[comp.std.c] Line length

diamond@tkou02.enet.dec.com (diamond@tkovoa) (05/07/90)

In article <1374@sdrc.UUCP> scjones@sdrc.UUCP (Larry Jones) writes:
>In article <1626@tkou02.enet.dec.com>, diamond@tkou02.enet.dec.com (diamond@tkovoa) writes:
>>In article <1990Apr26.125851.20728@contact.uucp> ross@contact.UUCP (Ross Ridge) writes:
>>>The macro a expands to 5 517 094 707 031 349 characters.
>>Yeah, I thought that was greater than 509.
>If you check the phases of translation, however, logical lines
>are a well-defined concept that occur BEFORE macro expansion.
>Since the preprocessor grammar is token based, the result of
>preprocessing is a stream of tokens, not logical lines, so the
>size of the result is not subject to the logical line length
>limit!

## Dataset content
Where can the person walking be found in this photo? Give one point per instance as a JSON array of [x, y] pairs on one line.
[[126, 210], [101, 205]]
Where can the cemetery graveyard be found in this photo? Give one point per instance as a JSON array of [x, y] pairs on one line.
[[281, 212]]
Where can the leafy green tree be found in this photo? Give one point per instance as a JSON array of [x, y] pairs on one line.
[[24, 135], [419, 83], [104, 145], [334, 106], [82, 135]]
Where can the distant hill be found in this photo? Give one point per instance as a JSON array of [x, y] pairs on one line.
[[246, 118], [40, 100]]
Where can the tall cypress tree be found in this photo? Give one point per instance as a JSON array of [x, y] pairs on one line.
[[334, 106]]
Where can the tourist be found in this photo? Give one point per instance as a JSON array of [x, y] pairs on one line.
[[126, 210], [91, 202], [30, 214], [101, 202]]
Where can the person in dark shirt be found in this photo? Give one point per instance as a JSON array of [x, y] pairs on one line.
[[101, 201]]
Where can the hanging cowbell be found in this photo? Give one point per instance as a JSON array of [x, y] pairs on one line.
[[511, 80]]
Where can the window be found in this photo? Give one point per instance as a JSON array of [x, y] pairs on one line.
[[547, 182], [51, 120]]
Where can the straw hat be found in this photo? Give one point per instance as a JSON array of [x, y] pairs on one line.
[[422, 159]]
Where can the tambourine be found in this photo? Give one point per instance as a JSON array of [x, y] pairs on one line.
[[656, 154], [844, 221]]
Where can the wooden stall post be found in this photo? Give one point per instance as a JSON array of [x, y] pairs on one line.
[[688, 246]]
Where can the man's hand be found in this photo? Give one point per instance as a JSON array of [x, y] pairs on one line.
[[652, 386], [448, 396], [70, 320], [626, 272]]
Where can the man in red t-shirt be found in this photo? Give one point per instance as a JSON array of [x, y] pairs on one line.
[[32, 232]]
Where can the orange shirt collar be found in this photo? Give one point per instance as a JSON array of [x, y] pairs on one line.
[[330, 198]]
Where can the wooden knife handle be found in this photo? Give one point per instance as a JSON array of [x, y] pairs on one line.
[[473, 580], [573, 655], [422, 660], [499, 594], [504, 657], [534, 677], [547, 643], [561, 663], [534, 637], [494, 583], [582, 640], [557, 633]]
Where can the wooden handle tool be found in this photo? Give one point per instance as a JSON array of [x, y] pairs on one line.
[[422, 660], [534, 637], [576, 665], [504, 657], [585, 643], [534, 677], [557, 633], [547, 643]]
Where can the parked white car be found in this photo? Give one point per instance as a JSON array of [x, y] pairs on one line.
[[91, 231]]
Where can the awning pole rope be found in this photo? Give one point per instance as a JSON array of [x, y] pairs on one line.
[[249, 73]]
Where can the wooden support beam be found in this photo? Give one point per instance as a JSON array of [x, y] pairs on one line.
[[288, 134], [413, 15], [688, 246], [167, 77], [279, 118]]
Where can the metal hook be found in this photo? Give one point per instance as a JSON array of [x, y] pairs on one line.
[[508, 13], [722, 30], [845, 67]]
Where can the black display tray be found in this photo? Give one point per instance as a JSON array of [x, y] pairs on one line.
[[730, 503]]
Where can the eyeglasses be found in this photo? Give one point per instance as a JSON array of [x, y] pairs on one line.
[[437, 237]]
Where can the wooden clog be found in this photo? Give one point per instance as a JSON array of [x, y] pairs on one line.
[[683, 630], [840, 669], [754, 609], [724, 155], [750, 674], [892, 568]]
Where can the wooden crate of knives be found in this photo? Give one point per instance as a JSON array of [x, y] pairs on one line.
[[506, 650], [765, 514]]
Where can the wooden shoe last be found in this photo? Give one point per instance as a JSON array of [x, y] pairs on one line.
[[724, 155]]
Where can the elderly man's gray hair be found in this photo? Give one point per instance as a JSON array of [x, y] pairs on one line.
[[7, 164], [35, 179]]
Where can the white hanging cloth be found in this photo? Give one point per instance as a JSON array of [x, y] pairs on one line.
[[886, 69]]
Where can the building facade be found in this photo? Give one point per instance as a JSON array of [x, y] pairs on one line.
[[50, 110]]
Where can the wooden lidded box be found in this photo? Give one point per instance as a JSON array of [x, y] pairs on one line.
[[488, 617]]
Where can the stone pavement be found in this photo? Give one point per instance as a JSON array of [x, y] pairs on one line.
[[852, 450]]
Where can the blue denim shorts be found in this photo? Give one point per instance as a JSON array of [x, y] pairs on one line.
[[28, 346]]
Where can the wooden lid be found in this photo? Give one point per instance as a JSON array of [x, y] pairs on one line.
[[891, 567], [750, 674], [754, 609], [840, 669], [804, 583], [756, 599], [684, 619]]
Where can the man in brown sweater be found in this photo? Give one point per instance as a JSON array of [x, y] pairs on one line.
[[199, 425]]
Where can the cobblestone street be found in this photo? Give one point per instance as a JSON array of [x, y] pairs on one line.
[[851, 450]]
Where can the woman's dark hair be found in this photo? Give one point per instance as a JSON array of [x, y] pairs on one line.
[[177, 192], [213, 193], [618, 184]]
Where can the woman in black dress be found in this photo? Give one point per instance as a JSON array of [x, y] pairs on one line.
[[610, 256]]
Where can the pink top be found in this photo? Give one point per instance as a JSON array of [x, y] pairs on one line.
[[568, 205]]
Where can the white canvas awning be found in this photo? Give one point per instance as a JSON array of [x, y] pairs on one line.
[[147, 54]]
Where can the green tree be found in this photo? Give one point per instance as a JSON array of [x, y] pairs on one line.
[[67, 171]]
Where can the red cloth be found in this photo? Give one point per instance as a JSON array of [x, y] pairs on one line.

## Work instructions
a. Give the Usenet post on line length again between "In article <1374@sdrc.UUCP>" and "BEFORE macro expansion.", inclusive, swapping "macro expansion" for "macro substitution".
b. Carry the Usenet post on line length forward from its final sentence with the next part of the discussion.

## Answers in order
a.
In article <1374@sdrc.UUCP> scjones@sdrc.UUCP (Larry Jones) writes:
>In article <1626@tkou02.enet.dec.com>, diamond@tkou02.enet.dec.com (diamond@tkovoa) writes:
>>In article <1990Apr26.125851.20728@contact.uucp> ross@contact.UUCP (Ross Ridge) writes:
>>>The macro a expands to 5 517 094 707 031 349 characters.
>>Yeah, I thought that was greater than 509.
>If you check the phases of translation, however, logical lines
>are a well-defined concept that occur BEFORE macro substitution.

b.
In Phase 3, "... decomposed into preprocessing tokens ... New-line
characters are retained."  So logical lines exist even after
tokenizing.  When do new-line characters go away?  In Pase 7,
"White-space characters separating tokens are no longer significant."

It seems that Tom Plum's letter to me agreed with the rules of the
standard, and the limit applies after macro expansion (as well as
before).  These rules were not overridden by an example (half-sarcasm
here), and no one has quoted an official interpretation.

-- 
Norman Diamond, Nihon DEC     diamond@tkou02.enet.dec.com
This_blank_intentionally_left_underlined________________________________________

gwyn@smoke.BRL.MIL (Doug Gwyn) (05/07/90)

In article <1645@tkou02.enet.dec.com> diamond@tkou02.enet.dec.com (diamond@tkovoa) writes:
>In Phase 3, "... decomposed into preprocessing tokens ... New-line
>characters are retained."  So logical lines exist even after
>tokenizing.

But there is no meaningful measure of line length (# of characters in
a source line) at that point, because one has tokens, not characters
in the original sense.

>These rules were not overridden by an example (half-sarcasm
>here), and no one has quoted an official interpretation.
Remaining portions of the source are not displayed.